◆ **TASK TO COMPLETE**
Once you find the line with "pixel 147 233" in the entries below, return exactly every line from it through the line with "pixel 40 46".

Items from a dataset
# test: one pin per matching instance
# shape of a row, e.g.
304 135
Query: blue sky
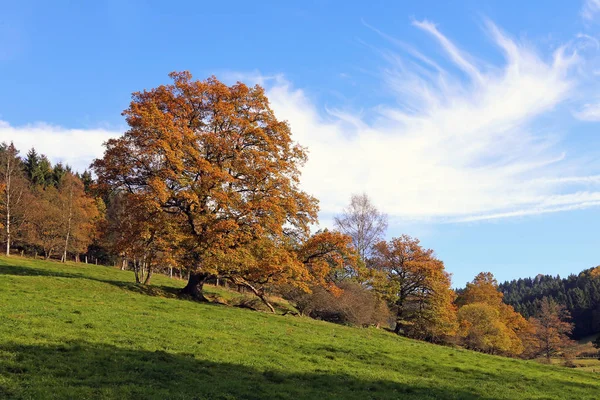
473 124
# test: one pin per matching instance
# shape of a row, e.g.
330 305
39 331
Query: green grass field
79 331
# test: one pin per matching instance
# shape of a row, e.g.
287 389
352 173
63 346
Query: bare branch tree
362 221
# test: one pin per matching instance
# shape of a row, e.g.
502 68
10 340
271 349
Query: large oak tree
218 156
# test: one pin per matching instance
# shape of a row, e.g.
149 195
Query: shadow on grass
84 370
151 290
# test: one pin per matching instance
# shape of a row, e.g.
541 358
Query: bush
355 305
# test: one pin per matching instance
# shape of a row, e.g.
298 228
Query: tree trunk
8 205
259 293
195 286
148 275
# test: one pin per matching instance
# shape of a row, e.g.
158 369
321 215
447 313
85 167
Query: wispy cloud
464 142
589 112
456 149
76 147
590 9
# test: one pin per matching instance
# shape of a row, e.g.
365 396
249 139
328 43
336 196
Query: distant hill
579 293
77 331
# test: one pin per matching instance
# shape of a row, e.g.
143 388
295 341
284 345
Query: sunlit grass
80 331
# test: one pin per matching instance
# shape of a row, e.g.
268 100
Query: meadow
77 331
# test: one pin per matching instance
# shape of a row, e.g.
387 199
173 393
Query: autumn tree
486 323
217 156
14 188
141 234
551 329
415 283
364 223
45 222
79 214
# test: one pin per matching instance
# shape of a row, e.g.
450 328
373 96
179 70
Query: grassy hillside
82 331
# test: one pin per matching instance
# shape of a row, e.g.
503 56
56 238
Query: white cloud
455 149
589 112
590 9
458 146
76 147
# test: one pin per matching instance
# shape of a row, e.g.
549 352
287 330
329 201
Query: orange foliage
415 281
217 156
488 324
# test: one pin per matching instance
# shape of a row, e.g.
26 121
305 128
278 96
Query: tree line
206 183
45 209
579 294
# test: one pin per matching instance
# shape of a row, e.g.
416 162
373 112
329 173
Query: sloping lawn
79 331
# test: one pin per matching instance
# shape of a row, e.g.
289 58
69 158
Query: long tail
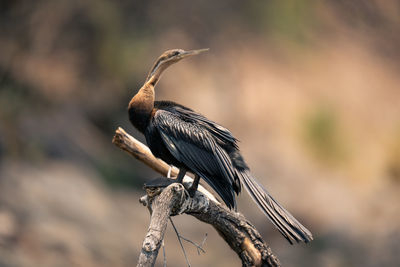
289 227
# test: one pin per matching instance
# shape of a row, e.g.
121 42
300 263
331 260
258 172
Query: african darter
188 140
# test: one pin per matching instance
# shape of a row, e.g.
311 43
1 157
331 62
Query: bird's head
168 58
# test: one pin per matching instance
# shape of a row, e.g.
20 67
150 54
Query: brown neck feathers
141 106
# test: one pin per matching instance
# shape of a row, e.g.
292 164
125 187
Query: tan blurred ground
311 88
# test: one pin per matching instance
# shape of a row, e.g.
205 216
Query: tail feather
289 227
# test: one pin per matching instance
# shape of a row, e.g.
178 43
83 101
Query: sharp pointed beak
194 52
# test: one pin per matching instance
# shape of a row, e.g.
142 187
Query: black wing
194 145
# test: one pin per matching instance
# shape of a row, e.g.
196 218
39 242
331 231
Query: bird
193 143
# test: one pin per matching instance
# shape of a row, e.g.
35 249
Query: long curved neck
141 106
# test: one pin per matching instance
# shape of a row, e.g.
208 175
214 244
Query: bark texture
174 199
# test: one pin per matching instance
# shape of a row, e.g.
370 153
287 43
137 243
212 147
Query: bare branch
173 200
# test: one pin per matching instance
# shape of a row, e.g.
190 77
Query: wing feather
193 145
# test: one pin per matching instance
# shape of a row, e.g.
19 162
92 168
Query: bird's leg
181 174
169 171
192 190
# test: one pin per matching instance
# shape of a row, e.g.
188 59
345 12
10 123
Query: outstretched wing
196 147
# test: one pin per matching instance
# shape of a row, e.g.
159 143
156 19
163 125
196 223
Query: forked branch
173 200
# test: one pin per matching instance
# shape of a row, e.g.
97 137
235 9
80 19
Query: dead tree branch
173 200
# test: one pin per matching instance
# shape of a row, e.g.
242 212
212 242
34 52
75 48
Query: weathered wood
173 200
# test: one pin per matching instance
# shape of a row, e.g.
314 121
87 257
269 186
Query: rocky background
311 88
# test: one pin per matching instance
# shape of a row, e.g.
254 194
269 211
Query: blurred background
311 88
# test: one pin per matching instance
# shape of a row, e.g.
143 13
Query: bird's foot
192 191
159 182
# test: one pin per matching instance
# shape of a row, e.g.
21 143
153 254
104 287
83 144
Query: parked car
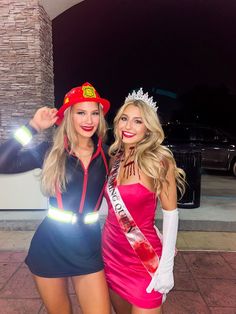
218 149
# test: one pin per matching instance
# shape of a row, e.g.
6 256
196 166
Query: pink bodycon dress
124 271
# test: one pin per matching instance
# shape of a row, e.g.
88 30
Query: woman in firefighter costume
138 262
67 243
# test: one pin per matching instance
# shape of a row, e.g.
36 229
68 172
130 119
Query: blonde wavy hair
151 157
53 172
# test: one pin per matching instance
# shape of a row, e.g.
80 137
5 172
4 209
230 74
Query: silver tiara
139 95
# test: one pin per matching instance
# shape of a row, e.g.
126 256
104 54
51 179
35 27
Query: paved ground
205 275
205 266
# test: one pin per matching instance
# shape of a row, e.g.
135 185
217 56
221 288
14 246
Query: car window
177 133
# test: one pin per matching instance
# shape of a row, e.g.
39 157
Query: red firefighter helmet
86 92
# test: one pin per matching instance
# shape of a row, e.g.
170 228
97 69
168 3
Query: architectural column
26 62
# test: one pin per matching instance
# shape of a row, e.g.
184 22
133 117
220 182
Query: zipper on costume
84 190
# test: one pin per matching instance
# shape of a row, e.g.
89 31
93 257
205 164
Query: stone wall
26 64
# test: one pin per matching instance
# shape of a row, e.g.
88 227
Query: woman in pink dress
138 259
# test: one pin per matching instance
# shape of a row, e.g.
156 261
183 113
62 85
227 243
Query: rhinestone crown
139 95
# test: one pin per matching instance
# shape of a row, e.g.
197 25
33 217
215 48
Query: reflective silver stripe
23 135
69 216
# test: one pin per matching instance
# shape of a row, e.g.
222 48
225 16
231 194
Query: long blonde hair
53 172
151 157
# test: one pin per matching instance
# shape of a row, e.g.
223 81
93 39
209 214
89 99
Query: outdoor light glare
23 135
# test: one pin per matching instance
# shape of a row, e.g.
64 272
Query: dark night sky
118 45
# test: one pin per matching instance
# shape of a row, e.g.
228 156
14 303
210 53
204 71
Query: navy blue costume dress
60 249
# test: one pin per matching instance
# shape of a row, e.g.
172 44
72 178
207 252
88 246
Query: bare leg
54 293
137 310
92 293
120 305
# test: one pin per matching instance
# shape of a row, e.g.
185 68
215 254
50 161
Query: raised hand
44 118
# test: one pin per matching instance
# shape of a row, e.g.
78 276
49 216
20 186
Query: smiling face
85 116
130 127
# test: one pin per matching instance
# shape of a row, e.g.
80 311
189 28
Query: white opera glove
163 279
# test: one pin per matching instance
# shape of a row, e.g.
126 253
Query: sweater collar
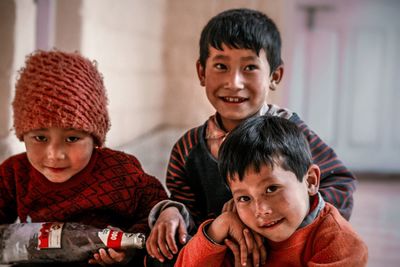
316 205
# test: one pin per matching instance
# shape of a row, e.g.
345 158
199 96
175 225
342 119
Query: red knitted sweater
112 190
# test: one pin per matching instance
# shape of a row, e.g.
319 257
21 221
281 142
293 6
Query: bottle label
49 235
117 239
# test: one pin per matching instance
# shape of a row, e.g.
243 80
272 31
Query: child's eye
40 138
243 199
72 139
272 189
250 67
220 66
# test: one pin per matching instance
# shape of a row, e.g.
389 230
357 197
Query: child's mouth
272 223
234 100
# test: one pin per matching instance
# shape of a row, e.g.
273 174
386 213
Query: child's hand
108 257
229 226
257 254
161 241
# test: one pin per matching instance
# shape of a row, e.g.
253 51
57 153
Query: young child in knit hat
66 173
266 163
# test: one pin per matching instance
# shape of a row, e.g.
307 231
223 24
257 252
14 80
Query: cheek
81 157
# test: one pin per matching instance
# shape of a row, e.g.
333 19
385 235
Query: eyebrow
247 58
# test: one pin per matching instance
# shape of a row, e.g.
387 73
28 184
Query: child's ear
312 179
276 78
201 73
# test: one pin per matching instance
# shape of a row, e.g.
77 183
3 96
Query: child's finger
182 233
117 256
252 246
261 248
162 245
235 251
104 257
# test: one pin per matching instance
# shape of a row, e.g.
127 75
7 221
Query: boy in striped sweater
240 61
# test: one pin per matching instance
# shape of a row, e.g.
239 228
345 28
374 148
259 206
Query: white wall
146 50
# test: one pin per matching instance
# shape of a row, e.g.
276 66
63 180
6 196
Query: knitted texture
63 90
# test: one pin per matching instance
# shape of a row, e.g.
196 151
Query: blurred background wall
341 65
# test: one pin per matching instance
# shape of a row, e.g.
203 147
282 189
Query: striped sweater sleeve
177 180
337 183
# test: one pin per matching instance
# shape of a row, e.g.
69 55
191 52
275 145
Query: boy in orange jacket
267 164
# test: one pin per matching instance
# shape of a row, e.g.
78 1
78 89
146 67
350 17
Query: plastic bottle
60 242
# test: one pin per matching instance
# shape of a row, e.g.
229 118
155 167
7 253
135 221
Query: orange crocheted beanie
64 90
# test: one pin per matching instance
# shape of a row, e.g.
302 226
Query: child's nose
262 208
55 151
235 80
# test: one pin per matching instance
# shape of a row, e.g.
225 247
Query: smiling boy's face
58 153
237 82
273 202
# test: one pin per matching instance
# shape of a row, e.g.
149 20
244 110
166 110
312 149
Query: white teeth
271 223
233 99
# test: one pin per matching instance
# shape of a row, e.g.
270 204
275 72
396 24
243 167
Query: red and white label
49 235
111 238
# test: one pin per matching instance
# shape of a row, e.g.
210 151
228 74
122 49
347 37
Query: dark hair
242 28
264 140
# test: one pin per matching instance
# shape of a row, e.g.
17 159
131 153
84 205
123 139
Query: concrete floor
376 214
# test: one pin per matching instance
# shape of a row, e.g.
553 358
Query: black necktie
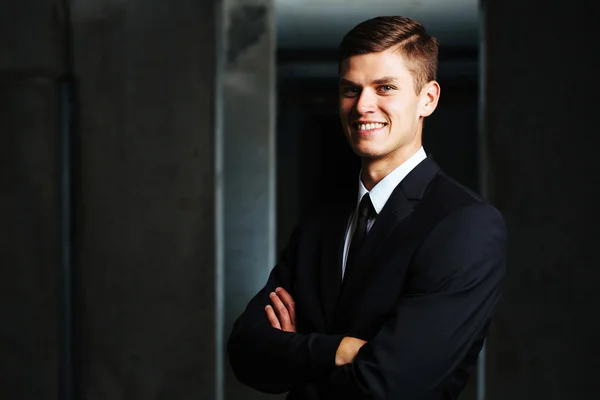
365 211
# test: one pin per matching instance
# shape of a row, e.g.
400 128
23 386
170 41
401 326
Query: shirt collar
383 190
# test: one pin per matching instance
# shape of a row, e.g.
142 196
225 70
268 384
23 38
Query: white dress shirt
379 196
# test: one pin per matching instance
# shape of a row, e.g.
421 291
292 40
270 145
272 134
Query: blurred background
155 156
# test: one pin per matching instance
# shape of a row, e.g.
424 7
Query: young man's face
380 112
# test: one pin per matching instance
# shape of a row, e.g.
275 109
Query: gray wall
145 217
173 200
541 123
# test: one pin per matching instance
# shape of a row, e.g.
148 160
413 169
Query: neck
375 169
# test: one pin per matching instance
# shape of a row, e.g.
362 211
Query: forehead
368 67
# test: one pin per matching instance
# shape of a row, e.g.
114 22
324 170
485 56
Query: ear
430 94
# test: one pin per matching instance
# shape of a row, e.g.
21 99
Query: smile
369 126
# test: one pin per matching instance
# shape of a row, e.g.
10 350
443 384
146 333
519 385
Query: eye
386 88
349 91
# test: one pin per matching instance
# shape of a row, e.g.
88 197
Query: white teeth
370 126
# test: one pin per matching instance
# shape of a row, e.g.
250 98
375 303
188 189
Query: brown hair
419 49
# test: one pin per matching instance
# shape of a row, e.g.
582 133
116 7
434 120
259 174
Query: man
391 299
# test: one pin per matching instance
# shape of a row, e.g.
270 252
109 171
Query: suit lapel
399 206
331 260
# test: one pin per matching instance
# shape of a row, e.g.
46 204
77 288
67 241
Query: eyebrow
380 81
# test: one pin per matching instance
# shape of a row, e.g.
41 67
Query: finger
289 303
272 317
282 313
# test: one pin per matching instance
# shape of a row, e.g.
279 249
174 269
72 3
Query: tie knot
365 208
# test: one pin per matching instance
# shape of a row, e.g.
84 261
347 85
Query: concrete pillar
541 112
30 64
248 149
146 203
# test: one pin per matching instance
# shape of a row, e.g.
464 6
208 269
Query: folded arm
273 360
455 286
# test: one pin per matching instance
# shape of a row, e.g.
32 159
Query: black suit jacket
425 287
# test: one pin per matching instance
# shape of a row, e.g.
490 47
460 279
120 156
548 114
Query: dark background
190 164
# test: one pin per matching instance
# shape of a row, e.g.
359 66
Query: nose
367 102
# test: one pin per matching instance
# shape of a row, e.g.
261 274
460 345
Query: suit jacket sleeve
454 287
271 360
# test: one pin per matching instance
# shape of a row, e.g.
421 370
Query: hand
282 314
347 350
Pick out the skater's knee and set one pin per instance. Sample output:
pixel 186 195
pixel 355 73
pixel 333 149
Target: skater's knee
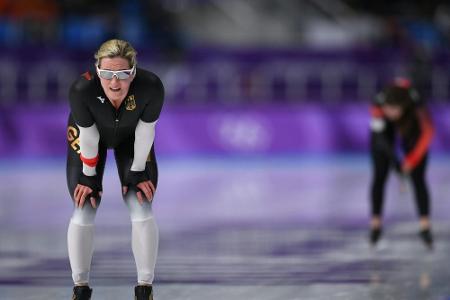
pixel 84 215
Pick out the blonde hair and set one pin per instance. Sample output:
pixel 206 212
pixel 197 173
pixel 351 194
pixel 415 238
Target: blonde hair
pixel 116 48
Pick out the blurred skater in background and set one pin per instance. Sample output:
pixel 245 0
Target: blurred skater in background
pixel 398 115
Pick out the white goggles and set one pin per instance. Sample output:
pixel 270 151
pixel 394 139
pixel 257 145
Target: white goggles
pixel 121 74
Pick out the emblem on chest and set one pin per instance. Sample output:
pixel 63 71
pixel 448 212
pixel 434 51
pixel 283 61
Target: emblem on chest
pixel 130 103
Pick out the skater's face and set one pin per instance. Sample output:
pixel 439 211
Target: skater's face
pixel 392 112
pixel 117 86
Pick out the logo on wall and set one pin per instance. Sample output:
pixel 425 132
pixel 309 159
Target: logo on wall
pixel 74 140
pixel 130 103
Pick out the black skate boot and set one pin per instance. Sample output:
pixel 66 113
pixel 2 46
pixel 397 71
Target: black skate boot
pixel 375 235
pixel 143 292
pixel 81 293
pixel 427 238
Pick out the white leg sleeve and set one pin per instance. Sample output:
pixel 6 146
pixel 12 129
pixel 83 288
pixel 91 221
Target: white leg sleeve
pixel 80 243
pixel 144 239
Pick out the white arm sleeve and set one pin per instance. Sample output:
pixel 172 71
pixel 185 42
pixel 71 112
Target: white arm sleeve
pixel 144 137
pixel 89 138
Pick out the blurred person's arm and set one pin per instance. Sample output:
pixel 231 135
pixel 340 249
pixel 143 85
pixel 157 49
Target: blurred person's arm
pixel 379 141
pixel 413 157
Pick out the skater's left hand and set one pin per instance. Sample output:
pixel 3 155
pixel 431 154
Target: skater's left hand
pixel 406 169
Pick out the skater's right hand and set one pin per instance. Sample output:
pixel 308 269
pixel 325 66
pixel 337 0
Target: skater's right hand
pixel 88 187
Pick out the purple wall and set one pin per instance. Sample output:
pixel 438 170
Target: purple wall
pixel 272 129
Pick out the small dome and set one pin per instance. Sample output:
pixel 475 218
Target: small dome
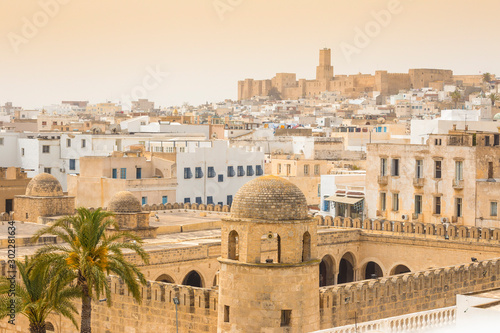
pixel 124 202
pixel 44 185
pixel 269 198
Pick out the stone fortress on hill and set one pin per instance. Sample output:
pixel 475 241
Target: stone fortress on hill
pixel 351 86
pixel 271 267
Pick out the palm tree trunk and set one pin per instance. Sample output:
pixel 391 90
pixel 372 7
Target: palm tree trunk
pixel 37 328
pixel 85 326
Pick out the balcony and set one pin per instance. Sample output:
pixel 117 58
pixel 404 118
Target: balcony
pixel 383 180
pixel 458 184
pixel 418 182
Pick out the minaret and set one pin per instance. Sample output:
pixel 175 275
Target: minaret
pixel 269 275
pixel 324 72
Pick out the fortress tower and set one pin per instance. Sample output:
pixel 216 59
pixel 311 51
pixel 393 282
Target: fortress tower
pixel 324 72
pixel 269 278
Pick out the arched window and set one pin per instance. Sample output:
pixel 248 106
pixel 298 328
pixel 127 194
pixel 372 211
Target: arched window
pixel 233 246
pixel 306 246
pixel 193 279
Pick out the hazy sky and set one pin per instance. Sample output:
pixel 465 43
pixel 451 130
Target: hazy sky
pixel 107 49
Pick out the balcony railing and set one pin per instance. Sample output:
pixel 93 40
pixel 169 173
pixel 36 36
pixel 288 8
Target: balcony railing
pixel 458 184
pixel 413 322
pixel 383 180
pixel 418 182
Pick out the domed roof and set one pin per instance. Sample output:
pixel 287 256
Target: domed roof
pixel 44 185
pixel 269 198
pixel 124 202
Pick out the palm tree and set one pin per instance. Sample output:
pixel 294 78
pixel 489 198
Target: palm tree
pixel 456 96
pixel 90 255
pixel 34 300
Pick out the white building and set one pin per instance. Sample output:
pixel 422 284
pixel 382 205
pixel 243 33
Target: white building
pixel 214 174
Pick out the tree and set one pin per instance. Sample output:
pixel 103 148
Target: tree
pixel 456 96
pixel 92 253
pixel 494 98
pixel 274 94
pixel 34 300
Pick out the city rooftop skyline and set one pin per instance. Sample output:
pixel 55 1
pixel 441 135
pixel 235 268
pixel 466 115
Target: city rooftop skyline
pixel 196 51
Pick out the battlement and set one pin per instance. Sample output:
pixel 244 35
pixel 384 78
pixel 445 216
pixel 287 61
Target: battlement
pixel 406 293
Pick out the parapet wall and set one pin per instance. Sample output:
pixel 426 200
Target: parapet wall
pixel 406 293
pixel 449 232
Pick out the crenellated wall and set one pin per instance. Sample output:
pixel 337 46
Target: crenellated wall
pixel 412 292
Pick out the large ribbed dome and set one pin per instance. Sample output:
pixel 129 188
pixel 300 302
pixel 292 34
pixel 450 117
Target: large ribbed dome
pixel 124 202
pixel 269 198
pixel 44 185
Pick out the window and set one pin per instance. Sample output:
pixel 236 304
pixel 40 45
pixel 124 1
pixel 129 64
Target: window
pixel 383 167
pixel 241 171
pixel 198 173
pixel 250 170
pixel 395 167
pixel 459 170
pixel 493 208
pixel 419 169
pixel 395 202
pixel 187 173
pixel 418 204
pixel 211 172
pixel 259 171
pixel 437 205
pixel 226 313
pixel 286 316
pixel 437 169
pixel 382 201
pixel 458 207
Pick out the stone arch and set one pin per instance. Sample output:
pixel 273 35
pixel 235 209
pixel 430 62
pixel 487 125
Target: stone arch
pixel 400 269
pixel 372 270
pixel 306 246
pixel 233 245
pixel 327 271
pixel 270 248
pixel 346 268
pixel 194 279
pixel 165 278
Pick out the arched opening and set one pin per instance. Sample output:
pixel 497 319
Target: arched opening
pixel 346 268
pixel 270 249
pixel 49 327
pixel 326 271
pixel 165 278
pixel 193 279
pixel 373 270
pixel 233 246
pixel 400 269
pixel 306 246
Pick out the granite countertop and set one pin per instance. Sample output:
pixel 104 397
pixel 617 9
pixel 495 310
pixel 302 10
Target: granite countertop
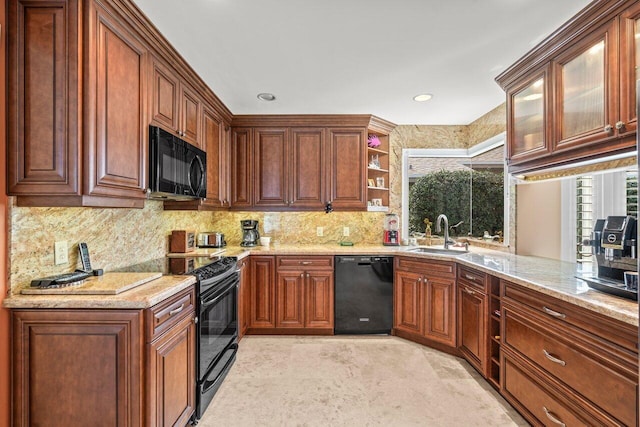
pixel 140 297
pixel 550 277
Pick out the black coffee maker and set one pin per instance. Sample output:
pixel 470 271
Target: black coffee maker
pixel 614 246
pixel 250 235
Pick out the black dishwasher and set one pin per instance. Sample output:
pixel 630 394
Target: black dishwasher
pixel 363 294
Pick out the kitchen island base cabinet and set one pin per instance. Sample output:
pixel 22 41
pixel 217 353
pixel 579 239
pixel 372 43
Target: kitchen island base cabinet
pixel 425 302
pixel 81 367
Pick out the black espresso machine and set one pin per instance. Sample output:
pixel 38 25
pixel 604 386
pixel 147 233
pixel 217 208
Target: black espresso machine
pixel 615 249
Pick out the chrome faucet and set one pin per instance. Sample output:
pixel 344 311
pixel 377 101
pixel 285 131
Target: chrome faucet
pixel 447 240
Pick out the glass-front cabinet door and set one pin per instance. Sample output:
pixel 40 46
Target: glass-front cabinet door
pixel 586 90
pixel 629 68
pixel 528 130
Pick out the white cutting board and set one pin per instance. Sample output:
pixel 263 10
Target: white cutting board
pixel 107 284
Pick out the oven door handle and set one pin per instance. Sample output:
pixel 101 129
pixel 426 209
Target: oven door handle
pixel 208 385
pixel 212 301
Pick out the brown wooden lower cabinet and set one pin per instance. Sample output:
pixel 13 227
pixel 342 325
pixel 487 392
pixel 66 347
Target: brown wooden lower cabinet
pixel 171 376
pixel 540 402
pixel 105 367
pixel 244 298
pixel 472 330
pixel 291 294
pixel 262 293
pixel 425 302
pixel 563 348
pixel 473 318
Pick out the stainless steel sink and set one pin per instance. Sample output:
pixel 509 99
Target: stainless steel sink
pixel 438 250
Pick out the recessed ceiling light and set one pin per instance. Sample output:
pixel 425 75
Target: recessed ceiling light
pixel 266 97
pixel 422 97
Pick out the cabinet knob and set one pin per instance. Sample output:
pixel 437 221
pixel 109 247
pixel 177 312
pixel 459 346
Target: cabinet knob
pixel 553 313
pixel 553 417
pixel 553 358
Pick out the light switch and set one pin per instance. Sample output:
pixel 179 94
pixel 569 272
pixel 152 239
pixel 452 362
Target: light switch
pixel 61 255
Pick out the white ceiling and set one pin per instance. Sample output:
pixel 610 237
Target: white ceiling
pixel 358 56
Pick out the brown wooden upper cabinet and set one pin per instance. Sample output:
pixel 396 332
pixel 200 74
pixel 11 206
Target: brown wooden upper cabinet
pixel 573 96
pixel 85 79
pixel 49 117
pixel 175 105
pixel 300 162
pixel 348 156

◆ **ANSWER TO THE PROBLEM**
pixel 147 233
pixel 217 208
Target: black espresso machine
pixel 615 249
Pick out the chrome faucet and set one pin per instance. Sample output:
pixel 344 311
pixel 377 101
pixel 285 131
Target: chrome faucet
pixel 447 240
Pick out the glass-front cabinet door and set one pin per instance. Sample output:
pixel 40 46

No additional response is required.